[[ EXERCISE PASSAGE open ]]

I like to use a small knife to slit the back of the shrimp open, or sometimes just the very end where the tail was BUT I hold the shrimp in my left hand differently. I still hold it with my palm and the back of the shrimp up but I flip it around so the tail end is toward me. Then CAREFULLY I run the knife down the back of the shrimp whereever it is no cut already.

Perhaps just the very end of the tail is uncut. Just expose the “vein” and clean it out. Again, use your fingers, the tip of the knife, and the running water to remove the “vein”. When you are all finished, remember to gently squeeze and drain the shrimp.

If you find yourself getting tired – TAKE A SHORT BREAK! Remember – SAFETY FIRST!

Cooking Shrimp

Now comes the fun part and soon you will have your reward of a delicious shrimp meal. I’ll break this section down by the type of dish you might be creating so you’ll get a better idea of how timing is so important in properly cooked shrimp.

Frying Shrimp

I’ll mention this first because I do not fry shrimp much for several reasons. With frying you need to choose the type of oil you prefer (usually for health reasons), heat the oil correctly, coat the shrimp with breadcrumbs, batter or whatever and drop them in a few at a time so the oil does not cool too much.

Also have ready a proper wire scoop and a heat resistant tray and lots of paper toweling to put on the tray and absorb the oil. You can also use a splatter screen if you think you’ll make a mess.

Some folks like to flatten out the shrimp before coating. If you want to try this, just slice the shrimp lengthwise about half way through and flatten it with a large knife.

As far as getting the texture of the shrimp meat the way I like, frying becomes all about finding the right length of time to keep the shrimp in the oil AND taking into account that when removed from the oil, the shrimp keep on cooking for a couple of minutes.

[[ EXERCISE PASSAGE closed ]]
[[ INFORMATION open ]]

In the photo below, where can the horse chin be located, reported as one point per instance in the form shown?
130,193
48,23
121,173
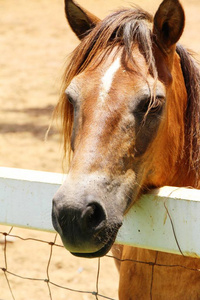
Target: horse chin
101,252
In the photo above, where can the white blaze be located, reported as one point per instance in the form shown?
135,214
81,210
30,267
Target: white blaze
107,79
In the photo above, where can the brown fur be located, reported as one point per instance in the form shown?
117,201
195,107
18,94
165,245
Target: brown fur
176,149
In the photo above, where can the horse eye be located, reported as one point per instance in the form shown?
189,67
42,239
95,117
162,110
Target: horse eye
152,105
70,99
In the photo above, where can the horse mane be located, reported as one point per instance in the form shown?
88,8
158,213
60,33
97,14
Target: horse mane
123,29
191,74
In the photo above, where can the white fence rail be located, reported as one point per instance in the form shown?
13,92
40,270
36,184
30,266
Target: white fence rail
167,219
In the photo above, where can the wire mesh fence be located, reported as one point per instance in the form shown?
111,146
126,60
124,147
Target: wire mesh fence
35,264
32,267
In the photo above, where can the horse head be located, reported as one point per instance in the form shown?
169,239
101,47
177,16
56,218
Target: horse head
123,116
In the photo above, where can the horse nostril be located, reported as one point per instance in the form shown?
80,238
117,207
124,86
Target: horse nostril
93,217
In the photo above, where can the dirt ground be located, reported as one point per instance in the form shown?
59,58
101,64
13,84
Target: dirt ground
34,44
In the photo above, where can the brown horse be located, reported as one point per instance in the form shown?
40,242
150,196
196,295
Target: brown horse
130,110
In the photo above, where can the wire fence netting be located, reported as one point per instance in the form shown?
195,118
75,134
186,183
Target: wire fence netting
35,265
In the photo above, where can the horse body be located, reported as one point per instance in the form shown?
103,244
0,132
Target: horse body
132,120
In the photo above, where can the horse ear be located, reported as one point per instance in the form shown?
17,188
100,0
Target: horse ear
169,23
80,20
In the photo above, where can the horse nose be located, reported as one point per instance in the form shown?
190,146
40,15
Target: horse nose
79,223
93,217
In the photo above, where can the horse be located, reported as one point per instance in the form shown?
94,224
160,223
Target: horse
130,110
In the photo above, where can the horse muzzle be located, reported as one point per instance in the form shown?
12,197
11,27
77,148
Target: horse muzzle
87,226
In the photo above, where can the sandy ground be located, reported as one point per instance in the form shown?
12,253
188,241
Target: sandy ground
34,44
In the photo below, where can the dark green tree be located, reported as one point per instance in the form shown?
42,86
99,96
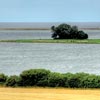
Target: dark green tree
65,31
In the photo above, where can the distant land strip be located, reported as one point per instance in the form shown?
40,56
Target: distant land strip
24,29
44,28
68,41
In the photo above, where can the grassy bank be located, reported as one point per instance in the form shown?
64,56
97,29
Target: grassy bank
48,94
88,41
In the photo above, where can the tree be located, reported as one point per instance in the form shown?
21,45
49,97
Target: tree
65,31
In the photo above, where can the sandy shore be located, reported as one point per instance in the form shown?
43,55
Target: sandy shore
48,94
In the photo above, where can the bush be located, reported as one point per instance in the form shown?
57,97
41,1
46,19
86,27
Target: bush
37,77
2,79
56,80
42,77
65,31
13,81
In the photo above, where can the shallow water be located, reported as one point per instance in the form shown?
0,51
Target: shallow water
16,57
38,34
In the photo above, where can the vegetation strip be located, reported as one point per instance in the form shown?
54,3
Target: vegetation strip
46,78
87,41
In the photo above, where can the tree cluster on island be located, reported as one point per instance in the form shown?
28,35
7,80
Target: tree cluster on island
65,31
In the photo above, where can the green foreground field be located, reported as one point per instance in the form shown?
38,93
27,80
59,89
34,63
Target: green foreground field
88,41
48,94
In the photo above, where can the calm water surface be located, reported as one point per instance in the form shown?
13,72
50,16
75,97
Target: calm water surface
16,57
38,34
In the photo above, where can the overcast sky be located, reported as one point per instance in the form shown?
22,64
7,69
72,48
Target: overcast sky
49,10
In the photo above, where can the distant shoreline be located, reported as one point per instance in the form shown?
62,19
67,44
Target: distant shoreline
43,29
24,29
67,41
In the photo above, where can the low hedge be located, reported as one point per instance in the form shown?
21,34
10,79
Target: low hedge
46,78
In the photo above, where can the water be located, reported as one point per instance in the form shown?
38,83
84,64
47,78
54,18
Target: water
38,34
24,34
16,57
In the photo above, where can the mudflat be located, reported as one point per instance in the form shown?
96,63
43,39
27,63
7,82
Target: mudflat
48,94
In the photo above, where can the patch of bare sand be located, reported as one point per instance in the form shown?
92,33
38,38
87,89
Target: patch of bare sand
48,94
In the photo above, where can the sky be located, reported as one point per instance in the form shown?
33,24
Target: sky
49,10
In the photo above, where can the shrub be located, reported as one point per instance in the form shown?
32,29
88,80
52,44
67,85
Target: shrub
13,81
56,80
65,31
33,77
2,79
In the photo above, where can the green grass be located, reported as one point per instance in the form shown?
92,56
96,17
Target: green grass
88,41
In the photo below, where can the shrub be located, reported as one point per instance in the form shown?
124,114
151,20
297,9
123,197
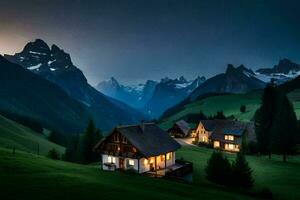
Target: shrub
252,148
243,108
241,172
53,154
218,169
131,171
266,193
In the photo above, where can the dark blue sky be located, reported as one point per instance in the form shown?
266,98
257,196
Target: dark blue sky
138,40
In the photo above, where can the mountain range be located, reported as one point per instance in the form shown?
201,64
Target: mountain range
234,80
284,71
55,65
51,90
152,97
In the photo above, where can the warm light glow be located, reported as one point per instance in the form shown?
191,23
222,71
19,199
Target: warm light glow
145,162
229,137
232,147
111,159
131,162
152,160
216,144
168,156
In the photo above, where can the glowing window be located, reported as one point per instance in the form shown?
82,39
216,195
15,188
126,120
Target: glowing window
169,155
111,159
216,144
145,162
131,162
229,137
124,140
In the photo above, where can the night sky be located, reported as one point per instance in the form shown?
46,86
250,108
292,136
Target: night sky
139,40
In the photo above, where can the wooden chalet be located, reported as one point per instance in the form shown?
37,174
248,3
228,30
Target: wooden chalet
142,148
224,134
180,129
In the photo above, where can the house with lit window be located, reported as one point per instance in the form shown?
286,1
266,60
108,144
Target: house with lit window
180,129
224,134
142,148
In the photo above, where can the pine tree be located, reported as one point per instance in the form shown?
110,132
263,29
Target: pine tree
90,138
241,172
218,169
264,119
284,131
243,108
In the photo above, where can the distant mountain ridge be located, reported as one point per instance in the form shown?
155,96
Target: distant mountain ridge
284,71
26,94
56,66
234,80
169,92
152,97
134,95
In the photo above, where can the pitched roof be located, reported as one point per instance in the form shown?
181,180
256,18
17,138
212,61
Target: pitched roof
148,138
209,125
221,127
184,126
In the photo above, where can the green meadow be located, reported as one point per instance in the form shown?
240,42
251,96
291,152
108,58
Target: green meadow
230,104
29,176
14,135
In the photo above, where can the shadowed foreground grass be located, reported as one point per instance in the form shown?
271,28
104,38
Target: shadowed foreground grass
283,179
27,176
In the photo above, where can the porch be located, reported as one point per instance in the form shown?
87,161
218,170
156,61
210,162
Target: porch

[[ INFORMATION closed ]]

▶ **WHAT YOU NEED TO DO**
- A) In the shrimp passage, what can you use if you think frying will make a mess?
- B) Rewrite the shrimp passage from "Perhaps just the" up to and including "Remember – SAFETY FIRST!", putting "cold water" in place of "running water".
- C) According to the shrimp passage, why should shrimp be dropped into the oil only a few at a time when frying?
The rows were taken from a different source than the shrimp passage.

▶ **COMPLETED EXERCISE**
- A) A splatter screen.

- B)
Perhaps just the very end of the tail is uncut. Just expose the “vein” and clean it out. Again, use your fingers, the tip of the knife, and the cold water to remove the “vein”. When you are all finished, remember to gently squeeze and drain the shrimp.

If you find yourself getting tired – TAKE A SHORT BREAK! Remember – SAFETY FIRST!

- C) Adding only a few shrimp at a time keeps the oil from cooling too much.